Sharing Data with Aspose – Data Security

Thanks for that, I have just sent you a zip file containing an example email, which if converted to PDF should demonstrate my problem.

Forgive me if I add that I was able to see the exif data and orientation setting using ImageMagick.

A general comment in that I would suggest that the default behaviour of the convert to PDF code would be to have the images scaled to fit on the page if possible and honouring orientation, just as Thunderbird does.

Thanks, Mark.

@mawheadon,

I am afraid, we are unable to reproduce the issue related to ‘rotation of the image’ on our end. We used the following code for generating this (by aspose.words for java 20.10.pdf (810.9 KB)) file on our end:

MailMessage eml = MailMessage.load("C:\\Temp\\non_rotated_inline_image\\non_rotated_inline_image.eml");
ByteArrayOutputStream emlStream = new ByteArrayOutputStream();
eml.save(emlStream, com.aspose.email.SaveOptions.getDefaultMhtml());

HtmlLoadOptions htmlLoadOptions = new HtmlLoadOptions();
htmlLoadOptions.setLoadFormat(LoadFormat.MHTML);
Document doc = new Document(new ByteArrayInputStream(emlStream.toByteArray()), htmlLoadOptions);

shrinkImageToFit(doc); 

doc.save("C:\\temp\\non_rotated_inline_image\\awjava-20.10-shrinkImageToFit.pdf");

private static void shrinkImageToFit(Document doc) {
    PageSetup ps = doc.getFirstSection().getPageSetup();
    double contentWidth = ps.getPageWidth() - (ps.getLeftMargin() + ps.getRightMargin());
    double contentHeight = ps.getPageHeight() - (ps.getTopMargin() + ps.getBottomMargin());

    NodeCollection<Shape> shapes = doc.getChildNodes(NodeType.SHAPE, true);
    for (Shape shape : (Iterable<Shape>) shapes) {
        double imageHeight = shape.getHeight();
        double imageWidth = shape.getWidth();
        double vScale = 1;
        if (imageHeight > contentHeight) {
            vScale = contentHeight / imageHeight;
        }
        double hScale = 1;
        if (imageWidth > contentWidth) {
            hScale = contentWidth / imageWidth;
        }
        double scale = Math.min(hScale, vScale);
        double imageHeight2 = imageHeight *= scale;
        double imageWidth2 = imageWidth *= scale;

        try {
            shape.setHeight(imageHeight2);
            shape.setWidth(imageWidth2);
            //shape.setHeight(50);
            //shape.setWidth(50);
        } catch (Exception e) {

        }
    }
}

We have also converted your “non_rotated_inline_image.eml” file to .mhtml format (see by ms outlook 2019.zip (2.0 MB)) by using MS Outlook 2019 and can see that the orientation of image in this .mhtml matches to what is shown in Aspose.Words generated PDF. So, this seems to be an expected behavior. Can you please open .eml with Thunderbird and share the screenshot of image?
┄┄┄┄┄┄┄┄┄┄
Aim of the exercise
Could you pick up the forum thread above on converting an email with an inline image to PDF and continue it from its last sentence?

[Detection examples]
┄┄┄┄┄┄┄┄┄┄
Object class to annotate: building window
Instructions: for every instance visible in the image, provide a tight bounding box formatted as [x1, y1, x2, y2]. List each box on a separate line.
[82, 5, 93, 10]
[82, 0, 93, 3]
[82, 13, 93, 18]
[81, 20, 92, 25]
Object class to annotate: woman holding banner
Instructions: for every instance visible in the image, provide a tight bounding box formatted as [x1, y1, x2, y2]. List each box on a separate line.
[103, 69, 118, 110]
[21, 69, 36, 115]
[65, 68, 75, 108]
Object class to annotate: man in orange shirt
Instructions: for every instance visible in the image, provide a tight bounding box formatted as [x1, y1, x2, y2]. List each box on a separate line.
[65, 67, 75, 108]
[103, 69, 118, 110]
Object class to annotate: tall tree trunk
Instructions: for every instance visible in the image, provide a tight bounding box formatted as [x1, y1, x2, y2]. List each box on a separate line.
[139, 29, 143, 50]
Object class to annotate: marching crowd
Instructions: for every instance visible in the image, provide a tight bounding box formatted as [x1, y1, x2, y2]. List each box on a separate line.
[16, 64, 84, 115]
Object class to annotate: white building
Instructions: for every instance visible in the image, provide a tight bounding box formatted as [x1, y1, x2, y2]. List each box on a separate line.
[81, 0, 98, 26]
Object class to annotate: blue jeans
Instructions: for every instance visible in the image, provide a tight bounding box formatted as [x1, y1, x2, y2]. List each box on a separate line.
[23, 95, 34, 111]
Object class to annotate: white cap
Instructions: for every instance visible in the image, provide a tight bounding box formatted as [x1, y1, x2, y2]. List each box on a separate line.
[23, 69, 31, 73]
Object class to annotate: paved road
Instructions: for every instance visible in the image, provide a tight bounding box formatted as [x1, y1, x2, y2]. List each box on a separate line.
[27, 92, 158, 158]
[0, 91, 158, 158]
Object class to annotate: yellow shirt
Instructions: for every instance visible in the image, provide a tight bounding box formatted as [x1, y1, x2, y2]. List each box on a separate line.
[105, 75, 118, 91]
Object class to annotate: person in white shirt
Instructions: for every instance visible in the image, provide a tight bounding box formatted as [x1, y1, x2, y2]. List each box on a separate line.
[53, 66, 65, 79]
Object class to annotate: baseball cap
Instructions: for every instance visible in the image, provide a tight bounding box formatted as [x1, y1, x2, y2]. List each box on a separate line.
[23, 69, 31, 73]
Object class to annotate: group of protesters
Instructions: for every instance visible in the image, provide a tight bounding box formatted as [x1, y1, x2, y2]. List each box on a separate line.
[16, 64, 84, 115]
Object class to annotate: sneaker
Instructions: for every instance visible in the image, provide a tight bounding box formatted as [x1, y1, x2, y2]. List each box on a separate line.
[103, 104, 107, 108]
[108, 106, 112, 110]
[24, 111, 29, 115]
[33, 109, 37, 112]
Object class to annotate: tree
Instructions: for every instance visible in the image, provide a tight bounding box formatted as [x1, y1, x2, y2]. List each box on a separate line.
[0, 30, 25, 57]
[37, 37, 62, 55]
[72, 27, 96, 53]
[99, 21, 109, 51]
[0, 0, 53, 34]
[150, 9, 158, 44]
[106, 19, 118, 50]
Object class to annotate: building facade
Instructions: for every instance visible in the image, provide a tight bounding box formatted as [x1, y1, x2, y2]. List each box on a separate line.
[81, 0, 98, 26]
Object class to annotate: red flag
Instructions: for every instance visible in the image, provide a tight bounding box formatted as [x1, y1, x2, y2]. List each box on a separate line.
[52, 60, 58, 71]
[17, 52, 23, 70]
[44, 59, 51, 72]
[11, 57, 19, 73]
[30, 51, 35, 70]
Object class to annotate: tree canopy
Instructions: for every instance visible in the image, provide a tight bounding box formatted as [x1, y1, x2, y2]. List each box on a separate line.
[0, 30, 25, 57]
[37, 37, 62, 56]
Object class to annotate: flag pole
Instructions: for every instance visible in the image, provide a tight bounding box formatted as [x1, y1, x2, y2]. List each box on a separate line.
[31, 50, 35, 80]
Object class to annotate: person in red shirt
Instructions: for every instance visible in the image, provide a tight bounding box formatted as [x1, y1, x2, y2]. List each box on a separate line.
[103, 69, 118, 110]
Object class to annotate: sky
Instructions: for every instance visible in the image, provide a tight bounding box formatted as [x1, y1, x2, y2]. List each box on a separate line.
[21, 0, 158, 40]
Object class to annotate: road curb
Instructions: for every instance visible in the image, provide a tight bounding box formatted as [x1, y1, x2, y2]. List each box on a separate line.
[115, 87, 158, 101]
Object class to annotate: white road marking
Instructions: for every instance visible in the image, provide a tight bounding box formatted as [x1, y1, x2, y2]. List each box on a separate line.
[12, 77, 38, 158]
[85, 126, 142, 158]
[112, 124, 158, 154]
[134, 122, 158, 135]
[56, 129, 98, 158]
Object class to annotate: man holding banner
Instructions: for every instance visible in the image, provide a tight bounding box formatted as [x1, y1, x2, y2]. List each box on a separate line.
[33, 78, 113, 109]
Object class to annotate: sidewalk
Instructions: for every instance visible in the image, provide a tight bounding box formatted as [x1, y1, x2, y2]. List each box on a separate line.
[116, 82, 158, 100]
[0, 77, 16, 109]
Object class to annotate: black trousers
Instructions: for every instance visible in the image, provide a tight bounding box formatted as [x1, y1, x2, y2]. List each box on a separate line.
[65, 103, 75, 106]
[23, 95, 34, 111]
┄┄┄┄┄┄┄┄┄┄
Reply
We have logged this requirement in our issue tracking system. Your ticket number is:

  • WORDSNET-21394: Provide option to scale large images in MHTML down to fit within the PDF page bounds

We will further look into the details of this requirement and will keep you updated on the status of the linked issue.

@mawheadon

I have created an issue with ID EMAILJAVA-34765 in our issue tracking system to further investigate the issue with reference to Aspose.Email rendering of MHT. This thread has been linked with the issue so that you may be notified once the issue will be fixed.

Great, Thanks.